- [Tarea planteada]:
En el extracto de la reseña sobre Belfondo, ¿por qué Domitilda es todavía más querida en el pueblo? Explícalo en una o dos oraciones.

- [Texto de lectura]:
*****

Jenn Díaz. Belfondo.

diciembre 19, 2011

Principal de los libros, 2011. 160 páginas.
Jenn Díaz, Belfondo
Isla

Me lo dejó una amiga con la siguiente indicación: Léetelo con cariño (no fue exactamente así, pero bueno). Y cariño es el que se respira en estas páginas.

Belfondo es un pueblo aislado del tiempo, donde el amo de la fábrica hace y deshace sobre las vidas grises de sus ciudadanos. Vidas que conforman diferentes historias que, como cuentos antiguos, relata la autora. El ciego que se convertirá en cura, la viuda que prepara arroz al sustituto de su marido, el poeta encargado de escribir los epitafios del pueblo o la prostituta que por veinte pesetas pone un poco de alegría en el monótono trancurrir cotidiano.

Olvídense de nocillas y demás, aquí se cuentan historias como antes, y con un añadido de ternura. Aunque algo se puede echar en falta, para ser una primera novela no está nada mal; a mí me ha gustado.

Calificación: Bueno.

Un día, un libro (110/365)

Extracto:
La viuda
Domitilda siempre cuenta la misma historia. La ha contado tantas veces que ya nada tiene que ver con lo que ocurría de verdad.
¿Algunas historias ocurren de verdad, alguna vez?
Pero a nadie le importa. Domitilda es muy querida en Belfondo. Y, desde que es viuda, la primera viuda del pueblo, más todavía. Muchas madres dicen a sus hijos: he hecho un bizcocho con peladuras de limón, he cortado un trocito para Domitilda, anda, ve, llévaselo. Y los niños van a su casa, que es la que está en la esquina de la calle Frebli-na, tocan la puerta dos veces, toe, toe, y Domitilda les abre con una sonrisa. Más de una vez se han encontrado dos niños de camino a casa de Domitilda con dos platos cubiertos por un trapo. Y se preguntan qué llevan, porque si llevan lo mismo, entonces hacen una carrera a ver quién llega antes y, el que gana, le da a Domitilda lo que traía. Cuando vuelven a casa, se lo cuentan a su madre: un niño le llevaba una tortilla de patatas a Domitilda, mamá, la he visto y era enorme. Y las madres, desde sus casas, compiten por ganarse el cariño de Domitilda. Pero Domitilda las quiere a todas, independientemente de lo que le lleven.

*****

- [Entradas proporcionadas]:

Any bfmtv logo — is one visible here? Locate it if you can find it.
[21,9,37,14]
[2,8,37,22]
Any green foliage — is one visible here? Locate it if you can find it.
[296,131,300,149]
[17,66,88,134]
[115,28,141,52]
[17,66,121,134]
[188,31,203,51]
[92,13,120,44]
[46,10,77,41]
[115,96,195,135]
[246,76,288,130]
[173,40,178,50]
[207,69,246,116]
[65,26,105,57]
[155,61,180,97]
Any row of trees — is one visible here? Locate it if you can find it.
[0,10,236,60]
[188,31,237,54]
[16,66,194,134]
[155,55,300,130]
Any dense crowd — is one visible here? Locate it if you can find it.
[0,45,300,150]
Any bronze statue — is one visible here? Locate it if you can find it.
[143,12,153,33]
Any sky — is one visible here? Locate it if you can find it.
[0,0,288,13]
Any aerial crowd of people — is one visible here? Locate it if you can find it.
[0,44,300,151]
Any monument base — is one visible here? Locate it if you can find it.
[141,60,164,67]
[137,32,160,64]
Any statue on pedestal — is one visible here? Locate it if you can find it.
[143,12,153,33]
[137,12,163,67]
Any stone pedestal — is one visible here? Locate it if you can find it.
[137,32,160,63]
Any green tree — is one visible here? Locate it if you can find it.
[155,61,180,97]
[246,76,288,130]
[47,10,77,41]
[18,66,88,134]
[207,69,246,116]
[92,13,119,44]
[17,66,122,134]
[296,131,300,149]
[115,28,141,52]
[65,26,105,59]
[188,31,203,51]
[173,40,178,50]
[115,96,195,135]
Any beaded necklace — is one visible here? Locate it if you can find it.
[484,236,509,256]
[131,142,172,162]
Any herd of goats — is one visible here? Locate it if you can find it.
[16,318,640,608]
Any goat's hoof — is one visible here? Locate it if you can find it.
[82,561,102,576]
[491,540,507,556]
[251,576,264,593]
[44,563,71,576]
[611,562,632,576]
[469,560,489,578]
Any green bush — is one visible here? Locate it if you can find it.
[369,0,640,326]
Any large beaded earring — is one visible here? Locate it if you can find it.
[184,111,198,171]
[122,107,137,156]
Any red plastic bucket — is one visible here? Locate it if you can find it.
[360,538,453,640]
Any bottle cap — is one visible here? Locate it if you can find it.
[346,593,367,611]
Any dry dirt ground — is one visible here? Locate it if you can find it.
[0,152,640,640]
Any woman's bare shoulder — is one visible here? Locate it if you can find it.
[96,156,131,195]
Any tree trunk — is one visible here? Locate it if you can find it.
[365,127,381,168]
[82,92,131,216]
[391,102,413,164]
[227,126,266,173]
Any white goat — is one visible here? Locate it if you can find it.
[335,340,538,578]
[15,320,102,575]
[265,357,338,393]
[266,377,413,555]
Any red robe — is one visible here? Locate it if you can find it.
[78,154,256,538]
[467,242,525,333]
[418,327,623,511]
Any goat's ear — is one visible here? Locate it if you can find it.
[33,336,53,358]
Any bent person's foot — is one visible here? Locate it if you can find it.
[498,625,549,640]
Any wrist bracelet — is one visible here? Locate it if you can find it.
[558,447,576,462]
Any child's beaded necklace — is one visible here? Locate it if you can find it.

*****

- [Ejercicio resuelto]:
Domitilda es aún más querida desde que enviudó, porque es la primera viuda de Belfondo.